ESTRATTO SCELTO:
· · ·

Mi rimane solo da dire una parola personale, come saluto affettuoso e riconoscente alla diocesi piacentina-bobbiese. Dodici anni fa il Papa mi ha mandato come vescovo in questa chiesa e sono venuto con gioia anche se il legame affettivo con Reggio era e rimane profondo. Dopo dodici anni quella gioia è rimasta integra. Rendo testimonianza che mi avete accolto con una disponibilità piena e che in questi anni mai mi è mancato l’affetto dei Piacentini e del presbiterio. Vi sono riconoscente perchè questo affetto mi ha sostenuto e mi ha permesso di fare il mio servizio serenamente, non gemendo. Porto nel cuore la memoria di tantissimi incontri coi bambini, gli anziani, i malati, con sconosciuti che mi hanno donato gratuitamente un sorriso e una parola di amicizia.
Il mio primo impegno, quello che mi stava più a cuore, è stato per la comunione del presbiterio. Questo viene prima di ogni altra cosa perchè è questione che riguarda strettamente l’identità del vescovo, non solo il suo servizio. Il vescovo, non mi sono stancato di dirlo, non è pensabile senza il presbiterio e la sua stessa figura è definita dai volti, dalle storie, dalle relazioni tra tutti i presbiteri. Grazie, dunque, a ciascuno di voi. Incontrarvi ha significato comprendere meglio chi sono e che cosa il Signore vuole che io sia. Porto nel cuore tantissimi volti di preti che mi hanno ascoltato con pazienza e affetto, che mi sono stati vicini sempre, che hanno sopportato le mie debolezze - le conosco bene, almeno in parte -, che hanno collaborato generosamente e in modo disinteressato. Dio vi benedica; io pregherò sempre perchè siate un cuore solo e un’anima sola insieme al vescovo che il Signore, attraverso il ministero del Papa, vi donerà.

· · ·

RIGHE DEL DATASET:

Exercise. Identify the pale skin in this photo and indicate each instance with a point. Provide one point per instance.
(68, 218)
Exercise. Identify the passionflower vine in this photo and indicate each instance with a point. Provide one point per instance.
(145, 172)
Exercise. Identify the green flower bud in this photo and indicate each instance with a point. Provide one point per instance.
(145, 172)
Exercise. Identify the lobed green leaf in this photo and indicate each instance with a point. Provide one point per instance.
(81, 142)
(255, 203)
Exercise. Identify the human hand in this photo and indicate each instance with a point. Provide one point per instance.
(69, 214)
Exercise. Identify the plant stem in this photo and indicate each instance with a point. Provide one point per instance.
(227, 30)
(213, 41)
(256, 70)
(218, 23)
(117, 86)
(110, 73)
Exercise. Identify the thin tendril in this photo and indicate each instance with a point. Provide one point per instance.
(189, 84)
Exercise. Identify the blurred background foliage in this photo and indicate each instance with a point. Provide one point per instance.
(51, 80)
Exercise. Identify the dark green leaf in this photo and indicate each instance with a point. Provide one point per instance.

· · ·

CONSEGNA: Trascrivi per intero il saluto del vescovo alla diocesi, senza cambiare nulla. Le righe provengono da una fonte diversa.

SOLUZIONE:
Mi rimane solo da dire una parola personale, come saluto affettuoso e riconoscente alla diocesi piacentina-bobbiese. Dodici anni fa il Papa mi ha mandato come vescovo in questa chiesa e sono venuto con gioia anche se il legame affettivo con Reggio era e rimane profondo. Dopo dodici anni quella gioia è rimasta integra. Rendo testimonianza che mi avete accolto con una disponibilità piena e che in questi anni mai mi è mancato l’affetto dei Piacentini e del presbiterio. Vi sono riconoscente perchè questo affetto mi ha sostenuto e mi ha permesso di fare il mio servizio serenamente, non gemendo. Porto nel cuore la memoria di tantissimi incontri coi bambini, gli anziani, i malati, con sconosciuti che mi hanno donato gratuitamente un sorriso e una parola di amicizia.
Il mio primo impegno, quello che mi stava più a cuore, è stato per la comunione del presbiterio. Questo viene prima di ogni altra cosa perchè è questione che riguarda strettamente l’identità del vescovo, non solo il suo servizio. Il vescovo, non mi sono stancato di dirlo, non è pensabile senza il presbiterio e la sua stessa figura è definita dai volti, dalle storie, dalle relazioni tra tutti i presbiteri. Grazie, dunque, a ciascuno di voi. Incontrarvi ha significato comprendere meglio chi sono e che cosa il Signore vuole che io sia. Porto nel cuore tantissimi volti di preti che mi hanno ascoltato con pazienza e affetto, che mi sono stati vicini sempre, che hanno sopportato le mie debolezze - le conosco bene, almeno in parte -, che hanno collaborato generosamente e in modo disinteressato. Dio vi benedica; io pregherò sempre perchè siate un cuore solo e un’anima sola insieme al vescovo che il Signore, attraverso il ministero del Papa, vi donerà.